Segment Start: EXTRACTED INFORMATION

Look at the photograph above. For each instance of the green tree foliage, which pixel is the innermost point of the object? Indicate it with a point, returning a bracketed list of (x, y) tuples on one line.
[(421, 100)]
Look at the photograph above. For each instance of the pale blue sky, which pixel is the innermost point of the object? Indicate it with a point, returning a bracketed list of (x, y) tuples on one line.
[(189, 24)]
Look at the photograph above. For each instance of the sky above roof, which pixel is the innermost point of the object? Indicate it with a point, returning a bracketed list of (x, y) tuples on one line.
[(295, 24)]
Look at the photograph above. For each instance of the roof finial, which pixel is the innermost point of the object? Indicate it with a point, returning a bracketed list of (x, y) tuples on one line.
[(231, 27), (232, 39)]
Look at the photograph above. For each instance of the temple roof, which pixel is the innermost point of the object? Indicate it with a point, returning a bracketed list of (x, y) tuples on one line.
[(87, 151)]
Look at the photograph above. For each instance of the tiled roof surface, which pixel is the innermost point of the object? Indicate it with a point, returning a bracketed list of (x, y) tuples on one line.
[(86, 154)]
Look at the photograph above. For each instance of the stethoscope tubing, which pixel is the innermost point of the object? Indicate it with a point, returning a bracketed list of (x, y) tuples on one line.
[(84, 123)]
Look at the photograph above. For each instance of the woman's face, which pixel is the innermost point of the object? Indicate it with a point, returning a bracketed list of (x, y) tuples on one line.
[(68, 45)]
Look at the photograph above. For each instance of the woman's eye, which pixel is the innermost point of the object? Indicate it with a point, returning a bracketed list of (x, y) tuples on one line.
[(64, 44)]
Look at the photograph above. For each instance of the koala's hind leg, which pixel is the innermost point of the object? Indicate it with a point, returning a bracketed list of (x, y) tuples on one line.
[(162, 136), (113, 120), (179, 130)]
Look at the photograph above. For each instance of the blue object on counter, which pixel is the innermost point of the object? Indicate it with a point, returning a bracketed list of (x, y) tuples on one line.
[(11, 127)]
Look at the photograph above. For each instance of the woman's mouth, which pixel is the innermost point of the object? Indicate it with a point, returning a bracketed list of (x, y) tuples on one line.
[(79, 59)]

Segment End: EXTRACTED INFORMATION

▶ _WHAT YOU HAVE TO DO_
Each entry shown above should be transcribed exactly as written.

▶ _ANSWER TO THIS PROBLEM_
Look at the photograph above. For each instance of the green tree foliage, which pixel is the innermost point of the object? Indicate it with a point, returning a bracketed list of (x, y) tuples on one line.
[(421, 100)]
Look at the photograph above. For each instance of the pale blue sky, which pixel is the innermost point of the object? Indicate it with a point, returning a bracketed list of (x, y) tuples on one line.
[(189, 24)]
Look at the photograph above. For each instance of the sky above roof, which pixel is the innermost point of the object? Indicate it with a point, returning a bracketed list of (x, y) tuples on one line.
[(295, 24)]
Look at the photograph above. For each instance of the roof finial, which pixel is the innermost point of the object? Indicate it with a point, returning a bracketed list of (x, y) tuples on one line.
[(231, 27), (232, 39)]
Look at the photograph above. For each instance of the temple roof, which pixel is the innermost point of the object? Indicate it with a point, returning a bracketed list of (x, y) tuples on one line.
[(87, 151)]
Look at the photograph above. For each instance of the tiled roof surface, which pixel is the innermost point of the object? Indicate it with a point, returning a bracketed list of (x, y) tuples on one line.
[(86, 154)]
Look at the photograph above. For each instance of the stethoscope tubing, which pixel is the innermost point of the object? Indicate it with a point, returning a bracketed list of (x, y) tuples on one line.
[(84, 123)]
Look at the photograph above. For each instance of the woman's face, which pixel is the innermost point of the object? Indicate it with a point, returning a bracketed list of (x, y) tuples on one line.
[(68, 45)]
Look at the photograph above. For each instance of the woman's eye, which pixel is the innermost point of the object? Indicate it with a point, returning a bracketed list of (x, y) tuples on one line.
[(64, 44)]
Look at the photograph above. For each instance of the koala's hind leg, which pixel is the innermost point of the object? Indicate it with a point, returning a bracketed list of (x, y) tuples on one line.
[(162, 136), (113, 120), (179, 130)]
Look at the photograph above. For each instance of the blue object on counter, which pixel is the innermost point of the object? Indicate it with a point, returning a bracketed list of (x, y) tuples on one line.
[(11, 127)]
Look at the photograph above. For each instance of the woman's mouth, which pixel is the innermost point of the object? Indicate it with a point, returning a bracketed list of (x, y) tuples on one line.
[(79, 59)]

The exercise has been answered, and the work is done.